=== Task goal ===
A faithful retyping of every entry below is wanted, with images left out.

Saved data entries
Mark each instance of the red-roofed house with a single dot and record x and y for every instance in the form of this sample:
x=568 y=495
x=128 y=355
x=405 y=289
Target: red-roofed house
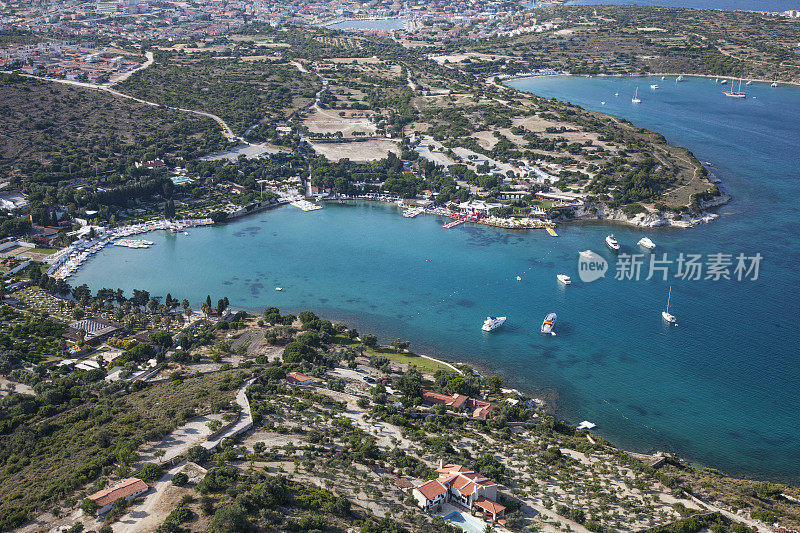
x=127 y=489
x=460 y=403
x=430 y=494
x=298 y=378
x=461 y=485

=== Reply ===
Mark each instance of the red-roofed house with a single dot and record x and y for every instance in the form of this sample:
x=568 y=495
x=128 y=355
x=405 y=289
Target: red-roofed house
x=127 y=489
x=460 y=403
x=430 y=494
x=298 y=378
x=461 y=485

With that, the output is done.